* Directive:
Reproduce the records below exactly as they appear.

* Excerpted records:
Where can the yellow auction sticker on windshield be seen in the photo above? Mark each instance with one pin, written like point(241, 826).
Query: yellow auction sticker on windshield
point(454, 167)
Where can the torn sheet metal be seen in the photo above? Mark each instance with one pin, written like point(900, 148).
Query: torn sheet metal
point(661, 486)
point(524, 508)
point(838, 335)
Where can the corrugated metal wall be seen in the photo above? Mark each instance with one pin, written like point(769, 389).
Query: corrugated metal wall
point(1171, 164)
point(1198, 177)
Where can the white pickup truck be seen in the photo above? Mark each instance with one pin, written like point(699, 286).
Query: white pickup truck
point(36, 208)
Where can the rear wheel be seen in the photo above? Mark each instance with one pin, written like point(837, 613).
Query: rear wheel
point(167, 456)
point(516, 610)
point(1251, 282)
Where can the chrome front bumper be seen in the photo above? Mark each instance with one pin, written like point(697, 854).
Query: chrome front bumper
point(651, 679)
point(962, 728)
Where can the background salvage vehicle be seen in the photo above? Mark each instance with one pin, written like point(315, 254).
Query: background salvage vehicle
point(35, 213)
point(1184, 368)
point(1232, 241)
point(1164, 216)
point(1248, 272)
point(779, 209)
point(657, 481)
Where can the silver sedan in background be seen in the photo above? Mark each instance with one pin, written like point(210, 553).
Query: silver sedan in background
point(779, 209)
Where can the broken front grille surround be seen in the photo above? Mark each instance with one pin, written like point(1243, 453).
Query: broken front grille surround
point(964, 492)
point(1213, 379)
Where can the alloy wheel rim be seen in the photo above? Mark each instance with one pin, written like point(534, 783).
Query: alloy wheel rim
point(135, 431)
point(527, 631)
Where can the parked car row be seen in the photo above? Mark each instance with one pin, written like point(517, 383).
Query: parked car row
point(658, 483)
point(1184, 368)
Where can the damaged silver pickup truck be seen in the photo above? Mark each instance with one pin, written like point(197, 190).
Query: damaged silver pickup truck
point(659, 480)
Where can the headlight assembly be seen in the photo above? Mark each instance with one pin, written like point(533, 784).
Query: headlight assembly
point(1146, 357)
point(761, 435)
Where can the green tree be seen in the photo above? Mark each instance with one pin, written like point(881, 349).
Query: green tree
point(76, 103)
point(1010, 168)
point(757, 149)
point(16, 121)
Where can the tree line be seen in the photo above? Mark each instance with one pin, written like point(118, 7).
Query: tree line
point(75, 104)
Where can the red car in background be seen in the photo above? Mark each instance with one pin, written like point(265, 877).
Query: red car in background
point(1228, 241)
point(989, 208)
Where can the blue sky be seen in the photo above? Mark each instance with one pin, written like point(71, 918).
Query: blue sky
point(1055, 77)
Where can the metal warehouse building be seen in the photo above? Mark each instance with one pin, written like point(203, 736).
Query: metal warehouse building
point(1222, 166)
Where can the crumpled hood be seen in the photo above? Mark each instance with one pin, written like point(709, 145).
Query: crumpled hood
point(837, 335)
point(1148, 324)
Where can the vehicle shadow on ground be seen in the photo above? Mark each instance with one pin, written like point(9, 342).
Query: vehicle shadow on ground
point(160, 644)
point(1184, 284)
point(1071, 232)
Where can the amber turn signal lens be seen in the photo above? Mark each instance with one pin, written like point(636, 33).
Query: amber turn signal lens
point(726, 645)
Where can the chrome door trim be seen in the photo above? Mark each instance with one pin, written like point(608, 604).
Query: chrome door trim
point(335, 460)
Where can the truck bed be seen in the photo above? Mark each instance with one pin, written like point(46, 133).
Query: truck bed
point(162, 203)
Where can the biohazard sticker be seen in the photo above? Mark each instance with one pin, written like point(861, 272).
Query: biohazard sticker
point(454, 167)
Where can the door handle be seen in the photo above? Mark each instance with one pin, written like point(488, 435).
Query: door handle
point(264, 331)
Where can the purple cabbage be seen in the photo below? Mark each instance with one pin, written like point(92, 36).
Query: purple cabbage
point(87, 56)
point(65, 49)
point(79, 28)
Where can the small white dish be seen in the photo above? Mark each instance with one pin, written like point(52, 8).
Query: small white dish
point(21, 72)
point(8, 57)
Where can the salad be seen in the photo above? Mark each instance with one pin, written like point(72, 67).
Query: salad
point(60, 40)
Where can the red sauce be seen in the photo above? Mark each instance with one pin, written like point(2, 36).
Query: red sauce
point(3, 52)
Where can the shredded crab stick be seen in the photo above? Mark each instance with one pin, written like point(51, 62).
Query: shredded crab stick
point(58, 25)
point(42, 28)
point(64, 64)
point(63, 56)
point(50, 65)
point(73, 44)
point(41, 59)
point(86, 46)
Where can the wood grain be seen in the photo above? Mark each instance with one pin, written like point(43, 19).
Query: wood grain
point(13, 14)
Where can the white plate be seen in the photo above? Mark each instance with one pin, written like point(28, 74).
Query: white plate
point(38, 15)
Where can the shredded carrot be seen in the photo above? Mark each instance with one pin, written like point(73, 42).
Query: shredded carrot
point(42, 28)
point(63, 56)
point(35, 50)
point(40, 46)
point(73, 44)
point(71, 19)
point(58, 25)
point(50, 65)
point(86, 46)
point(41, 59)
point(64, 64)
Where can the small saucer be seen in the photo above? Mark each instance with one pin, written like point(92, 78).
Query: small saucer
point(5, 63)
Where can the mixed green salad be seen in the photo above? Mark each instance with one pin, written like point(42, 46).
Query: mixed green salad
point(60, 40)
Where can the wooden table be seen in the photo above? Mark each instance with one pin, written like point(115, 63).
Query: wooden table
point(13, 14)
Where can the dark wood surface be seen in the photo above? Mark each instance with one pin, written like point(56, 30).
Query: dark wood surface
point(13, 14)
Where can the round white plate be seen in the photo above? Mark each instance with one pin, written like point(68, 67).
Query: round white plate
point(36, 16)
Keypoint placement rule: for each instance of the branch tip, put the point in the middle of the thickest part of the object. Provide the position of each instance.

* Full answer:
Where can the yellow auction sticker on windshield be seen in the photo above? Mark each instance with one pin, written like point(241, 826).
Query: yellow auction sticker on windshield
point(454, 167)
Where can the torn sheet metal be seen in the photo above? Mark each instance with one pin, written like point(900, 148).
Query: torn sheet metal
point(661, 486)
point(524, 508)
point(838, 335)
Where can the corrugated metal wall be seen in the photo above? Mark each instance with one pin, written like point(769, 389).
Query: corrugated metal wall
point(1171, 164)
point(1198, 177)
Where can the white pickup truck be seen in the photo above? Mark each instance with one pin, written like point(699, 286).
Query: white pickup truck
point(36, 208)
Where can the rear wheel be seen in the photo above? Mark each instance with one pin, written like point(837, 613).
Query: rear wheel
point(167, 456)
point(516, 610)
point(1251, 282)
Where can the chrome front bumper be seen in the photo above? Mark each instance with one pin, written like point(697, 854).
Query: chrome front bumper
point(651, 679)
point(962, 728)
Where can the background salvage vehicle be seen in the photo above? Mark each instance with one pin, written like point(315, 254).
Query: background salvage vehicle
point(35, 213)
point(1184, 368)
point(1232, 241)
point(1164, 216)
point(1248, 272)
point(779, 209)
point(657, 481)
Where can the silver sedan in background be seen in the photo above? Mark each instance with one pin, written like point(210, 553).
Query: silver sedan in background
point(779, 209)
Where can the broken front grille surround be seen in the photo above? Mark each instance with one pin, written like point(1243, 453).
Query: broken front grille surround
point(964, 492)
point(1213, 379)
Where can the alloy wheel rim be seen in the photo above? Mark each instance with one pin, written like point(534, 783).
Query: alloy wheel rim
point(135, 431)
point(527, 631)
Where can the parked car row be seen in the photo above? Mark each instance with one pin, written like point(517, 383).
Query: parked car row
point(658, 483)
point(1184, 368)
Where can the damaged silver pickup truck be seen in the photo above? Mark each instance with one pin, written like point(197, 190).
Query: damaged silver pickup truck
point(659, 480)
Where can the headlight assembly be seen in the photo above? Mark each instance with one pin, written like point(533, 784).
Query: headlight assembly
point(1146, 357)
point(761, 435)
Where can the green tree be seen in the photo above? Mark each instance with one pin, written like point(881, 349).
Query: green tree
point(76, 103)
point(1010, 168)
point(757, 149)
point(16, 121)
Where can the tree line be seen in the photo above? Mark each instance with one pin, written like point(118, 7).
Query: tree line
point(75, 104)
Where can the red car in background be seen in the photo above? Mark each instance with one pin, written like point(265, 877).
Query: red car in background
point(1228, 241)
point(989, 208)
Where can the blue sky be seen in the photo above? Mark each instance with one pin, written like point(71, 918).
Query: blue sky
point(1055, 77)
Where can the metal warehouse building be seen in the photo above? Mark each instance with one pin, written like point(203, 736).
Query: metal warehouse building
point(1222, 166)
Where can the crumpled hood be seen in the photo above? Mark each instance with one pin, written like point(709, 145).
Query: crumpled hood
point(837, 335)
point(1148, 324)
Where can the vehicle shadow on ground be seen in the photo above? Mark each instance with one pin, written like point(9, 342).
Query: vehicle shadow on ground
point(160, 644)
point(1184, 284)
point(1071, 232)
Where can the amber turn signal lens be seen in the photo above? Mark each instance with one pin, written like point(636, 33).
Query: amber turn signal lens
point(726, 645)
Where can the chrome door trim be seen in the photo above? Mark each instance with one pin, written like point(608, 604).
Query: chrome door trim
point(335, 460)
Where can the truck bed be seen in the photo above? Mark each instance with one pin, written like point(46, 133).
Query: truck bed
point(162, 203)
Where can the biohazard sticker be seen in the photo above? Mark each instance with one pin, written like point(861, 272).
Query: biohazard sticker
point(454, 167)
Where can the door handle be seen in the photo above? Mark each instance with one pin, written like point(488, 435).
Query: door handle
point(264, 331)
Where can the purple cabbage be seen in the photo below? Mark each instance with one pin, written like point(92, 36).
Query: purple cabbage
point(87, 56)
point(65, 49)
point(79, 28)
Where can the small white dish be seen in the photo above? Mark each instance with one pin, written like point(52, 8).
Query: small white dish
point(21, 72)
point(8, 57)
Where can the salad be seen in the photo above? Mark each instance with one pin, written like point(72, 67).
Query: salad
point(60, 40)
Where can the red sauce be seen in the photo above? Mark each instance with one pin, written like point(2, 36).
Query: red sauce
point(3, 52)
Where can the shredded crab stick be seen in the photo above? Mark each instance with one pin, written like point(51, 62).
Query: shredded crab stick
point(58, 25)
point(42, 28)
point(64, 64)
point(63, 56)
point(50, 65)
point(73, 44)
point(41, 59)
point(86, 46)
Where can the wood grain be seen in the photo above? Mark each instance with one pin, written like point(43, 19).
Query: wood grain
point(13, 14)
Where can the white plate be seen in the photo above? Mark each instance with one pin, written like point(28, 74).
Query: white plate
point(38, 15)
Where can the shredded carrot be seen in the photo above? Mark each instance with one pin, written like point(73, 42).
Query: shredded carrot
point(42, 28)
point(63, 56)
point(35, 50)
point(40, 46)
point(73, 44)
point(71, 19)
point(58, 25)
point(50, 65)
point(86, 46)
point(41, 59)
point(64, 64)
Where can the small saucer be seen in the photo above? Mark each instance with one pin, written like point(92, 78).
Query: small saucer
point(5, 63)
Where can the mixed green salad be seen in the photo above? Mark each instance with one pin, written like point(42, 46).
Query: mixed green salad
point(60, 40)
Where can the wooden table be seen in the photo above? Mark each instance with one pin, written like point(115, 63).
Query: wooden table
point(13, 14)
Where can the dark wood surface be seen in the photo above? Mark each instance with one pin, written like point(56, 30).
Query: dark wood surface
point(13, 14)
Where can the round white plate be seen in the photo above? Mark each instance with one pin, written like point(68, 67).
Query: round white plate
point(36, 16)
Keypoint placement rule: for each instance of the branch tip, put the point in the middle of the thickest part of the object. Provide the position of each instance.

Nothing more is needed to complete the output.